Aufgabenstellung:
**a)** Schreib aus dem Text zur Euro-Rettung den Abschnitt ab, der mit „Manchmal lenken selbst“ beginnt und mit „wieder Zündstoff lieferte.“ endet.
**b)** Gib die Datensätze noch einmal aus. Fang bei der Zeile an, die „like x=338 y=21.“ enthält, hör mit dem Ende der Datensätze auf und setz dabei überall „cream“ statt „white“, ohne sonst etwas zu ändern.

Textauszug:

Aus dem guten Vorsatz, bei der Euro-Rettung endlich harte, messbare Kriterien durchzusetzen, ist ein Interpretationen jeder Art zulassender „Pakt für den Euro“ geworden.

Manchmal lenken selbst die schlimmsten Katastrophen nicht vom eigenen Scheitern ab, sondern eröffnen sogar noch eine neue Front. Diese Erfahrung muss­te die deutsche Bundeskanzlerin Angela Merkel am vergangenem Wochenende machen, an dem nicht nur die Presse die Ergebnisse des Gipfels zur Euro-Rettung vom Freitag hinterfragte, sondern das Erdbeben in Japan samt Folgen der Anti-Atomlobby wieder Zündstoff lieferte.

Dabei hatte Merkel doch mit dem „Pakt für den Euro“ endlich Vorgaben machen wollen. Zu oft war die Deutsche von ihren europäischen Partner anlässlich der Euro-Krise überfahren und zu für Deutschland kostenträchtigen Zusagen genötigt worden, so dass sie jetzt endlich den Kurs vorgeben wollte. Verbal tat sie auch nach dem Gipfel so, als ob ihr das gelungen sei, doch ihre Argumente waren so schwach, dass fast alle Medien über Merkels erneutes Nachgeben schrieben.

So lästerte die „Frankfurter Allgemeine Zeitung“, dass Merkels „Pakt für den Euro“ seit seiner Ankündigung vor fünf Wochen nach starkem Protest seitens der Euro-Partner inzwischen so aufgeweicht worden sei, dass alle Regierungschefs mit gutem Gewissen hätten zustimmen können, da die Formulierungen jede Menge Raum für Interpretationen ließen.

Doch genau dies könnte dazu führen, dass der Deutsche Bundestag Merkel die Zusage verweigert. Zwar wurde noch nicht bekannt, wie weit sich mit der Ausweitung des Euro-Rettungsschirmes die Haftungssumme für Deutschland erhöht hat – Merkel selbst sprach nicht von einer Ausweitung, sondern von einer „Ertüchtigung“ –, es wird aber davon ausgegangen, dass es um die 200 Milliarden Euro sein werden, für die Deutschland nun einstehen muss. Dies ist angesichts des Umstandes, dass Wirtschaftswissenschaftler wie Repräsentanten aus den Bereichen Wirtschaft und Finanzen gleichermaßen davon ausgehen, dass zumindest Griechenland und Irland um eine Insolvenz nicht mehr herumkommen, für die Deutschen kata-strophal.

Datensätze:
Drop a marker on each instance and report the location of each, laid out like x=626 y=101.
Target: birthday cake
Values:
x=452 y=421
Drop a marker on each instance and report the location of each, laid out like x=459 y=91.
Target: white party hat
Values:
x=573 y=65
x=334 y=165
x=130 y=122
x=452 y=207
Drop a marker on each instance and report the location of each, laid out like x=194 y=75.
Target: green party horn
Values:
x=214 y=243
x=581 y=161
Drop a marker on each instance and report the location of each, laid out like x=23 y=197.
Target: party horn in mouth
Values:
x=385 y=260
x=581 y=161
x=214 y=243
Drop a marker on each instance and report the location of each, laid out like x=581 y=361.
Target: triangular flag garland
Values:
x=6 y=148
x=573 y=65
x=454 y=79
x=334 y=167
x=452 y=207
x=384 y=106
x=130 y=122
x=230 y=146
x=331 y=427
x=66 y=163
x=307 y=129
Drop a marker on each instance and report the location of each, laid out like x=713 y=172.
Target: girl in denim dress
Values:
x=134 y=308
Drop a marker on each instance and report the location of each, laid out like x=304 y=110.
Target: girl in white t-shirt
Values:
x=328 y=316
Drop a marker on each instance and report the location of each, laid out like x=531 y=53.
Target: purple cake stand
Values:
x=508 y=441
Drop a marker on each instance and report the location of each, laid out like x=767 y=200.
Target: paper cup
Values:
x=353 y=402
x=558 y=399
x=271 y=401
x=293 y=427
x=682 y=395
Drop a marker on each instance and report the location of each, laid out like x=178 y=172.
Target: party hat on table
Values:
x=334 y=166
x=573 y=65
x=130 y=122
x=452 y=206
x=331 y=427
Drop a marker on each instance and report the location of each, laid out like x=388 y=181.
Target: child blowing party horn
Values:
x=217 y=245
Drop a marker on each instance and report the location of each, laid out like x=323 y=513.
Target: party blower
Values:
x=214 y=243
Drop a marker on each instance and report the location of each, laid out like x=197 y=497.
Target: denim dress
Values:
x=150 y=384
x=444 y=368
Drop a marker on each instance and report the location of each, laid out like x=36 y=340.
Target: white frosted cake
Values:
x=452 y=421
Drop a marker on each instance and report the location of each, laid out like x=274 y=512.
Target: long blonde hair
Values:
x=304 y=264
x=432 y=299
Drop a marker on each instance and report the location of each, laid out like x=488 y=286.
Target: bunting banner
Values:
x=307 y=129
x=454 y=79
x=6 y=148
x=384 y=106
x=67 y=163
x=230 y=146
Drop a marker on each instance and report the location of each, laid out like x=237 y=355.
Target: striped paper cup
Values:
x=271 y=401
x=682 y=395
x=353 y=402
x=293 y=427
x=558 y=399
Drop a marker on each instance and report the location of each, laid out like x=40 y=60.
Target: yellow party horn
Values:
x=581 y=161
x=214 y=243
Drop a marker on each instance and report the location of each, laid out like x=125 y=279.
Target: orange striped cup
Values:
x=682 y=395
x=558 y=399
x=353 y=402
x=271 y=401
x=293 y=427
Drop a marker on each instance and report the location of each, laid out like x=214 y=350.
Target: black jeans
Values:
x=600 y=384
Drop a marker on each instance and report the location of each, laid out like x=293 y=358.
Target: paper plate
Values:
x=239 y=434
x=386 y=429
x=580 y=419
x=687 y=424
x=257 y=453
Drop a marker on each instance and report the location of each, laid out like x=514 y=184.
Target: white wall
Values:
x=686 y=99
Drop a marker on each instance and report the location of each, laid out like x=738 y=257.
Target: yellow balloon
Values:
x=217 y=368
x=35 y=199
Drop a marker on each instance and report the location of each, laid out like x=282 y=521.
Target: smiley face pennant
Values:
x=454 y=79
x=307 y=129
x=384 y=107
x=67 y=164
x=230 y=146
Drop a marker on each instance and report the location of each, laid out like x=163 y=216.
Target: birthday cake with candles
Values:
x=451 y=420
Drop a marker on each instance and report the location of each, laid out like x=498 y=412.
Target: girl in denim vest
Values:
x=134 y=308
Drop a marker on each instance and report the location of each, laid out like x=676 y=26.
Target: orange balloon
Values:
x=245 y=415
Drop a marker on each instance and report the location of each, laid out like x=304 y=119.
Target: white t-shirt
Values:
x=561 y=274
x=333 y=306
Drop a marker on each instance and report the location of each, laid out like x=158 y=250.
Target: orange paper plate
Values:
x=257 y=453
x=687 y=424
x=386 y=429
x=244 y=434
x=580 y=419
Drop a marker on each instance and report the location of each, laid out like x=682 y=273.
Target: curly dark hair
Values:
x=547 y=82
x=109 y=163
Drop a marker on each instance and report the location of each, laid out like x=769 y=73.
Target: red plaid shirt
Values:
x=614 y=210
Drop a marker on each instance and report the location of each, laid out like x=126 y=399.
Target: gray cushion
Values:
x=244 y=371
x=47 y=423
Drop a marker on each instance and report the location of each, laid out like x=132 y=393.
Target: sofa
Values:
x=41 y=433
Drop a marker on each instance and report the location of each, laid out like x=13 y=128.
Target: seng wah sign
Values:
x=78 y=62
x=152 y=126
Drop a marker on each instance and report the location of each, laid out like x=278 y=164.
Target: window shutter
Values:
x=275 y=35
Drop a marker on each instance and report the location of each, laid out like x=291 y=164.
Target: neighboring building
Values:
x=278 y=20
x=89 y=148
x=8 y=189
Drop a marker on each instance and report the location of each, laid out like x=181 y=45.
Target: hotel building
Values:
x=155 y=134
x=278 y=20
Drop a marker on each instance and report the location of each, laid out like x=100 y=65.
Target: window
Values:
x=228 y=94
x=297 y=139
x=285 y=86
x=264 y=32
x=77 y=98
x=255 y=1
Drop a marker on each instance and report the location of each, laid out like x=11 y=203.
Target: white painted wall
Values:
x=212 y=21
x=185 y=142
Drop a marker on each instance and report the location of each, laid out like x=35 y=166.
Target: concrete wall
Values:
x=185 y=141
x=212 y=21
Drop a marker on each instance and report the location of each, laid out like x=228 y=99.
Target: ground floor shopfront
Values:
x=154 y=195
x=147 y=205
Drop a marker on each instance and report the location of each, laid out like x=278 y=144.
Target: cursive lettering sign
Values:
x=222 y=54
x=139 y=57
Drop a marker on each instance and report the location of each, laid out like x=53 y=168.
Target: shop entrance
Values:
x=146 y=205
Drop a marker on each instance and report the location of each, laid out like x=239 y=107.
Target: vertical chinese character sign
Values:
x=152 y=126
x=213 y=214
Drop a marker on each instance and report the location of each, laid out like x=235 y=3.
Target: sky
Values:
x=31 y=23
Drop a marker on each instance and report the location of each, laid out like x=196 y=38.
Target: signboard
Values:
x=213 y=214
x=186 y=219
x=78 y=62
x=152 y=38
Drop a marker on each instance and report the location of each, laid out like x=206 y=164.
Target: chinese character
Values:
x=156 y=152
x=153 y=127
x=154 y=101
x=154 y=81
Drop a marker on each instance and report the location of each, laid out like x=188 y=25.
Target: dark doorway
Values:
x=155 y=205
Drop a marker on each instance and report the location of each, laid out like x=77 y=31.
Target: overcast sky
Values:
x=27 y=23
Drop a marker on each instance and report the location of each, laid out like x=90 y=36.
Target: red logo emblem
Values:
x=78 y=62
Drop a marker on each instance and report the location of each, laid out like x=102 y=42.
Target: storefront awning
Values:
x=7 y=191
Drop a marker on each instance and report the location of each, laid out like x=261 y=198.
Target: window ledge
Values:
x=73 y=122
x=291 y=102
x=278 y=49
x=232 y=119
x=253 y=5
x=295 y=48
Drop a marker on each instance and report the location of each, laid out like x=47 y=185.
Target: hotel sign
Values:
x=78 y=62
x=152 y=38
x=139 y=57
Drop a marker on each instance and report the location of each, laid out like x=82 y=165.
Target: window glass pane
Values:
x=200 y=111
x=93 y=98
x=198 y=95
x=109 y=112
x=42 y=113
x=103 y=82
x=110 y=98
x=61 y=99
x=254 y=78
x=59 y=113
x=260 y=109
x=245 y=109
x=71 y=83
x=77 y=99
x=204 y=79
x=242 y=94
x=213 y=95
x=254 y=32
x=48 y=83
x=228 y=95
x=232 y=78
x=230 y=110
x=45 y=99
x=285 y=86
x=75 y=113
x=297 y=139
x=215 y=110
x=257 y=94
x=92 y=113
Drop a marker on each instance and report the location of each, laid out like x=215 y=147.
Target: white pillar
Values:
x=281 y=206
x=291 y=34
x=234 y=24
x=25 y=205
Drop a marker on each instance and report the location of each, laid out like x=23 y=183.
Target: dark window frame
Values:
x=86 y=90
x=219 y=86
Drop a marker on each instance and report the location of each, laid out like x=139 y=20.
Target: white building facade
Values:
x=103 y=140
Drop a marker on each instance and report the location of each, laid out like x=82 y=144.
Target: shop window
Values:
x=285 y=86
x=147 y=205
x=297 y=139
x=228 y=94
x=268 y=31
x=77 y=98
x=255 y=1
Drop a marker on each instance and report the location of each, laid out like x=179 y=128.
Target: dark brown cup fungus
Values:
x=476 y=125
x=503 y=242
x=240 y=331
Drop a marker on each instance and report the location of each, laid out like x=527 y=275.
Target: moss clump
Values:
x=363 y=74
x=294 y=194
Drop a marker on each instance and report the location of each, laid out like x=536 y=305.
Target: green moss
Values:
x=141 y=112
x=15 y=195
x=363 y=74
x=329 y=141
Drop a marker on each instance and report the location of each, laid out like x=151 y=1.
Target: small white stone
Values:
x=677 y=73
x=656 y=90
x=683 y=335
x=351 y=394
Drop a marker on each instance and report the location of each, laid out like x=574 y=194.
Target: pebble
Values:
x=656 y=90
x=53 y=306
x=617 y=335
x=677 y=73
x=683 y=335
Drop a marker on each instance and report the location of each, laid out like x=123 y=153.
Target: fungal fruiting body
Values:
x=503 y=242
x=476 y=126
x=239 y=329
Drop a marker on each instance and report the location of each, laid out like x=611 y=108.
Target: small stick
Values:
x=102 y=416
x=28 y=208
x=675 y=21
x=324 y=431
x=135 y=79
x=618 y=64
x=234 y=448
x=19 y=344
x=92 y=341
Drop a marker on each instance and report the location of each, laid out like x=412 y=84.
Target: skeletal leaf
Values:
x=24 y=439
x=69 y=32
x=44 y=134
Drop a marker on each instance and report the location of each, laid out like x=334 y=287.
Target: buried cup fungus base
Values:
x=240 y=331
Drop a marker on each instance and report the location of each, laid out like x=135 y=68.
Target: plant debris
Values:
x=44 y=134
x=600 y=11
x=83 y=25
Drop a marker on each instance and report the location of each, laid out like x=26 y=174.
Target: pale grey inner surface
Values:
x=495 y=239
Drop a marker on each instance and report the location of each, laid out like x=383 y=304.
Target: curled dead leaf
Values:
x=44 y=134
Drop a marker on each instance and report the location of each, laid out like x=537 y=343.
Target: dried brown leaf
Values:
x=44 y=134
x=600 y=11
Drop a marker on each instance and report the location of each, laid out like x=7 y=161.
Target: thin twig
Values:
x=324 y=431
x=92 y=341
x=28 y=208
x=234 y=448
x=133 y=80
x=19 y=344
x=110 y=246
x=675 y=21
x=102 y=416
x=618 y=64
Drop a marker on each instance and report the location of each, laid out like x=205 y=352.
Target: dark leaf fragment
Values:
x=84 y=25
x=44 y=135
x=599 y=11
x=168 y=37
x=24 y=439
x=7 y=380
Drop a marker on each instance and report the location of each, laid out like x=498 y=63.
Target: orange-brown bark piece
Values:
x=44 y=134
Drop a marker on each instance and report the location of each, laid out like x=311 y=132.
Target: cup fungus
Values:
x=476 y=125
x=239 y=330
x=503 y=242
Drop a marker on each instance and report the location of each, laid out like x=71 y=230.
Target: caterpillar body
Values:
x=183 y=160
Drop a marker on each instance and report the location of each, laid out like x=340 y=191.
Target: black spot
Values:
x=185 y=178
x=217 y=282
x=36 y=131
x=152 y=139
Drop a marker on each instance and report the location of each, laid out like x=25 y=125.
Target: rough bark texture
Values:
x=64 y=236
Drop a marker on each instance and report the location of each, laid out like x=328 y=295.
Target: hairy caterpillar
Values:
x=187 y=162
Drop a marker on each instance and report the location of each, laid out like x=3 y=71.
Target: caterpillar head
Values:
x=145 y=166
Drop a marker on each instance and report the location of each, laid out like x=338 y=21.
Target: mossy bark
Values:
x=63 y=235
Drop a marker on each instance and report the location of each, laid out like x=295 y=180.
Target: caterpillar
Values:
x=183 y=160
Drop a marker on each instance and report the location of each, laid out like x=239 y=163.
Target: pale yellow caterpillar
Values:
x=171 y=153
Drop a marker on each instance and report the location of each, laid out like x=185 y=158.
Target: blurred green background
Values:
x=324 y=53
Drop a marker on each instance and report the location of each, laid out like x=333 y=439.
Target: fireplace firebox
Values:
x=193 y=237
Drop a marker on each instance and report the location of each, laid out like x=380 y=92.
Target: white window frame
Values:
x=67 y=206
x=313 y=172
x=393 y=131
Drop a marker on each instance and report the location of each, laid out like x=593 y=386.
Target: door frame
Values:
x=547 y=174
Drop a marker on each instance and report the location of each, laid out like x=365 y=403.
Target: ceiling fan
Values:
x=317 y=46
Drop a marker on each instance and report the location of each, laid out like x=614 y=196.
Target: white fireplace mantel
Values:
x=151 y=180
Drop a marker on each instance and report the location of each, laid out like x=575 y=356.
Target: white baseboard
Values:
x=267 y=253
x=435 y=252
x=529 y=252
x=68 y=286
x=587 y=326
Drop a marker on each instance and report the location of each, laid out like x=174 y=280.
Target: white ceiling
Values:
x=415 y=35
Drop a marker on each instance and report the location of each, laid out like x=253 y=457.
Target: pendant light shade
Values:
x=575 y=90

Lösungen:
**a)**
Manchmal lenken selbst die schlimmsten Katastrophen nicht vom eigenen Scheitern ab, sondern eröffnen sogar noch eine neue Front. Diese Erfahrung muss­te die deutsche Bundeskanzlerin Angela Merkel am vergangenem Wochenende machen, an dem nicht nur die Presse die Ergebnisse des Gipfels zur Euro-Rettung vom Freitag hinterfragte, sondern das Erdbeben in Japan samt Folgen der Anti-Atomlobby wieder Zündstoff lieferte.

**b)**
Drop a marker on each instance and report the location of each, laid out like x=338 y=21.
Target: mossy bark
Values:
x=63 y=235
Drop a marker on each instance and report the location of each, laid out like x=295 y=180.
Target: caterpillar
Values:
x=183 y=160
Drop a marker on each instance and report the location of each, laid out like x=239 y=163.
Target: pale yellow caterpillar
Values:
x=171 y=153
Drop a marker on each instance and report the location of each, laid out like x=185 y=158.
Target: blurred green background
Values:
x=324 y=53
Drop a marker on each instance and report the location of each, laid out like x=333 y=439.
Target: fireplace firebox
Values:
x=193 y=237
Drop a marker on each instance and report the location of each, laid out like x=380 y=92.
Target: cream window frame
Values:
x=67 y=206
x=313 y=172
x=393 y=131
Drop a marker on each instance and report the location of each, laid out like x=593 y=386.
Target: door frame
Values:
x=547 y=174
Drop a marker on each instance and report the location of each, laid out like x=365 y=403.
Target: ceiling fan
Values:
x=317 y=46
Drop a marker on each instance and report the location of each, laid out like x=614 y=196.
Target: cream fireplace mantel
Values:
x=151 y=180
Drop a marker on each instance and report the location of each, laid out like x=575 y=356.
Target: cream baseboard
Values:
x=267 y=253
x=435 y=252
x=529 y=252
x=68 y=286
x=587 y=326
Drop a marker on each instance and report the location of each, laid out like x=174 y=280.
Target: cream ceiling
Values:
x=415 y=35
Drop a marker on each instance and report the location of each, laid out like x=253 y=457.
Target: pendant light shade
Values:
x=575 y=90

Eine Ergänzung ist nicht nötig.